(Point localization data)
• • • •

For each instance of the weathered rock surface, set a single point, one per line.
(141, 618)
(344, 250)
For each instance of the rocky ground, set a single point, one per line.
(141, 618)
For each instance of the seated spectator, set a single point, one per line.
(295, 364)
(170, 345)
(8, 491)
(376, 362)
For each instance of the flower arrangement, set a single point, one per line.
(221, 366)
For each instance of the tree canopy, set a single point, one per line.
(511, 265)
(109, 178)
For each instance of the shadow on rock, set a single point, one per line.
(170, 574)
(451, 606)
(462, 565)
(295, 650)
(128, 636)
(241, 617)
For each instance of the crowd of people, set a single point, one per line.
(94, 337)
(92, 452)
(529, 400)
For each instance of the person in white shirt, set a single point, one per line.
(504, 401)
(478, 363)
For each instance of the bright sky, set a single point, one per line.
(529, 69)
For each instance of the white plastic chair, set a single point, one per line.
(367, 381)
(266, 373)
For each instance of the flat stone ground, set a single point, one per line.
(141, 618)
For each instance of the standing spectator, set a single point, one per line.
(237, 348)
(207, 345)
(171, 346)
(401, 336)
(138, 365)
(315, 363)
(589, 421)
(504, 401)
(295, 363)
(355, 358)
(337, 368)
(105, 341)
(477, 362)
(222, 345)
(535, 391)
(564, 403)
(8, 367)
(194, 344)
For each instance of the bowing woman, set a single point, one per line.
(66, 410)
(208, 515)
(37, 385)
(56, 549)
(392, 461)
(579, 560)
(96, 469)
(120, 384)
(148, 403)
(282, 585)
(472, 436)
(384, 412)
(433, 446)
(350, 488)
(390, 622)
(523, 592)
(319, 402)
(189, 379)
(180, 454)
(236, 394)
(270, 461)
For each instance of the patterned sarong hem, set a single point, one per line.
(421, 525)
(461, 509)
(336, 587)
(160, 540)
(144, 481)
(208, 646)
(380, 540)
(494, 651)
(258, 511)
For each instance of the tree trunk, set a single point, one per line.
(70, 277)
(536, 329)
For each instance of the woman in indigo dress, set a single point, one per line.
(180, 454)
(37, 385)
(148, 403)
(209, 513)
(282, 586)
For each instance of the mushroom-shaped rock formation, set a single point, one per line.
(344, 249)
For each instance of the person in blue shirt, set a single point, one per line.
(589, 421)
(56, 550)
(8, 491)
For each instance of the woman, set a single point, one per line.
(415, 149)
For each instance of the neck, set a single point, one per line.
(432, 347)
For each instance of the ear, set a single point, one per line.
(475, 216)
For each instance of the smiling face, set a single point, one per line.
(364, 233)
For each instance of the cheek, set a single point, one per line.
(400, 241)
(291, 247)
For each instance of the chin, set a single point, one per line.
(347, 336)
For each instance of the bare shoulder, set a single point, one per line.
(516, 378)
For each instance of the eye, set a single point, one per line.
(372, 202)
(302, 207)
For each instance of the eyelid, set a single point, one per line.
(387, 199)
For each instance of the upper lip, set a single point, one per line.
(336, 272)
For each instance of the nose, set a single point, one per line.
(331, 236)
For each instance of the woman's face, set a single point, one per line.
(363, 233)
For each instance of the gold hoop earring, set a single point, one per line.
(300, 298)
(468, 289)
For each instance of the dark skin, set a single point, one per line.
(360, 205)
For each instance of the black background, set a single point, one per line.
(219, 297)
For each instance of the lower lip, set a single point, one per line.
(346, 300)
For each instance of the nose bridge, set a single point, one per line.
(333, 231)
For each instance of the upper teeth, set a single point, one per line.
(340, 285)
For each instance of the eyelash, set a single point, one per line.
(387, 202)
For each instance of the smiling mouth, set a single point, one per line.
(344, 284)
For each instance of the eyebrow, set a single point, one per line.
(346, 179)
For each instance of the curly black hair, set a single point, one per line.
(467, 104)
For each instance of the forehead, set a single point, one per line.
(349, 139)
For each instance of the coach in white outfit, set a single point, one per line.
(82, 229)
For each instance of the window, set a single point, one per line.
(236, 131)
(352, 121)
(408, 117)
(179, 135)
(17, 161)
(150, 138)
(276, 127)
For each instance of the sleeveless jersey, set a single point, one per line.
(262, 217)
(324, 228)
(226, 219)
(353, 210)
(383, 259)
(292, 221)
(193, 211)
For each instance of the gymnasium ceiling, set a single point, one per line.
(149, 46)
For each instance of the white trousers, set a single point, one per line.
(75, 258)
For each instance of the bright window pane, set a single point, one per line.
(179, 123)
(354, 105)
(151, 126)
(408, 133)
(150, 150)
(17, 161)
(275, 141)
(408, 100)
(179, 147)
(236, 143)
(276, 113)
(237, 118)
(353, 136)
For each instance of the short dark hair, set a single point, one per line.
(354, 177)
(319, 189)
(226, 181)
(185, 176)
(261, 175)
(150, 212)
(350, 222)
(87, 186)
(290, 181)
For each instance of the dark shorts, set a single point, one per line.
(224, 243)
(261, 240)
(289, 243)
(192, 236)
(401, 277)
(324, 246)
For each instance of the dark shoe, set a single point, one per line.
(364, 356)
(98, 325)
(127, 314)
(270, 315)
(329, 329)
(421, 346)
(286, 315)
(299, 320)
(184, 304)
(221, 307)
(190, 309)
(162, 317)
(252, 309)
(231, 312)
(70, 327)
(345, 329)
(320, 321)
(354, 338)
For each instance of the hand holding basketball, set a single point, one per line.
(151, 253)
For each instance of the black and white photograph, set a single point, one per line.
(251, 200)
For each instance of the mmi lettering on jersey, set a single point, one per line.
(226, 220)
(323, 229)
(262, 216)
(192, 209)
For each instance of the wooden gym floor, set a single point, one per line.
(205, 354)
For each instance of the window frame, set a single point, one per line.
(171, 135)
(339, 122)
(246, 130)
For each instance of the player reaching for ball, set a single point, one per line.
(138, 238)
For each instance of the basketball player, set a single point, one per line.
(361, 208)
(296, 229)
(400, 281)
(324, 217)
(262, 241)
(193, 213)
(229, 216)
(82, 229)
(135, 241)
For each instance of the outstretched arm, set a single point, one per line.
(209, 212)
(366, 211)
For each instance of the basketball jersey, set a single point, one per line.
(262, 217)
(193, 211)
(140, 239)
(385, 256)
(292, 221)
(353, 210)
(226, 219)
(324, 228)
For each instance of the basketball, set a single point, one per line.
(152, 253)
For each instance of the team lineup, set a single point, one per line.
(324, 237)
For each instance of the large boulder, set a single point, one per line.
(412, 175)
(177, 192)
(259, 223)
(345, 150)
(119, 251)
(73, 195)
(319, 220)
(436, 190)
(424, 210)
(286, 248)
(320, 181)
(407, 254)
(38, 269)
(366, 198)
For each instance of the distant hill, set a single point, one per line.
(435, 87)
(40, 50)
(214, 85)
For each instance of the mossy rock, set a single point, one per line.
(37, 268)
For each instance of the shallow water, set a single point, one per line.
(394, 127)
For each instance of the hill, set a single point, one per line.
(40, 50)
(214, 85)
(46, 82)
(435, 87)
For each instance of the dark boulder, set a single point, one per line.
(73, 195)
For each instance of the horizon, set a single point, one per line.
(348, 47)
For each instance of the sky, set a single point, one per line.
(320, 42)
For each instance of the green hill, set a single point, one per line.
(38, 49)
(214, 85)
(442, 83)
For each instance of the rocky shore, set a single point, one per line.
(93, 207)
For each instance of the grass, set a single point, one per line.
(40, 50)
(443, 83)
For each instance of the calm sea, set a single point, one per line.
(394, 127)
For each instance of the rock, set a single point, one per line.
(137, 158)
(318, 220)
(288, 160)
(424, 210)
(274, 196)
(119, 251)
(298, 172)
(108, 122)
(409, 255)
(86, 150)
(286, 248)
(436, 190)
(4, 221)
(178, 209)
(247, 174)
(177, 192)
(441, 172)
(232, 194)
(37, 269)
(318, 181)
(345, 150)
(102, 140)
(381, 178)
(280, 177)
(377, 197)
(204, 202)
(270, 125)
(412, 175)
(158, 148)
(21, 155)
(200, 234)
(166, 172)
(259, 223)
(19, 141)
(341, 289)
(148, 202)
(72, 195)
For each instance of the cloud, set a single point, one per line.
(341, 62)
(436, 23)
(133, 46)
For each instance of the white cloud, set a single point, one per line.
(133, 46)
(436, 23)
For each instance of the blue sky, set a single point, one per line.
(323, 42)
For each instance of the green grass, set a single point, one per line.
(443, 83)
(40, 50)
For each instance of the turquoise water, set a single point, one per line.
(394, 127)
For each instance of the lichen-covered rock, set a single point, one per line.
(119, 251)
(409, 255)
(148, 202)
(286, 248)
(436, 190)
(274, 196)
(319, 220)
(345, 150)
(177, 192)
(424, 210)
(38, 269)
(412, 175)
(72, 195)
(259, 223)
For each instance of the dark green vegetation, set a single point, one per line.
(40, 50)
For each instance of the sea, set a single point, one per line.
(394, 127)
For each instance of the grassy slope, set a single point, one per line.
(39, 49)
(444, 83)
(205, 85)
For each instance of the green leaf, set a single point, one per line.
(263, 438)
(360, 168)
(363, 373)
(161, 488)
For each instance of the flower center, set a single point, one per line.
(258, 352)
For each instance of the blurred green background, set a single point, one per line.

• • • •

Activity:
From the line containing "For each instance of the cloud, set" down to the last line of the records, transcribe every line exactly and add nothing else.

Response to this task:
For each instance of the cloud, set a single point, one per line.
(341, 62)
(436, 23)
(133, 46)
For each instance of the white cloud, set a single point, one per line.
(133, 46)
(436, 23)
For each instance of the blue sky, set a single point, one per line.
(323, 42)
For each instance of the green grass, set a single point, one per line.
(443, 83)
(40, 50)
For each instance of the turquoise water, set a single point, one per line.
(394, 127)
For each instance of the lichen-covered rock, set a single point, one per line.
(119, 251)
(409, 255)
(148, 202)
(286, 248)
(436, 190)
(274, 196)
(319, 220)
(345, 150)
(177, 192)
(424, 210)
(38, 269)
(412, 175)
(72, 195)
(259, 223)
For each instance of the dark green vegetation, set a single point, one per line.
(40, 50)
For each instance of the sea, set a single point, one per line.
(394, 127)
For each instance of the grassy slope, set a single point, one per line.
(39, 49)
(444, 83)
(205, 85)
For each instance of the green leaf, set a single point, one per line.
(263, 438)
(360, 168)
(363, 373)
(161, 488)
For each instance of the flower center, set a single point, one per line.
(258, 352)
For each instance of the blurred green background, set a single point, one per line.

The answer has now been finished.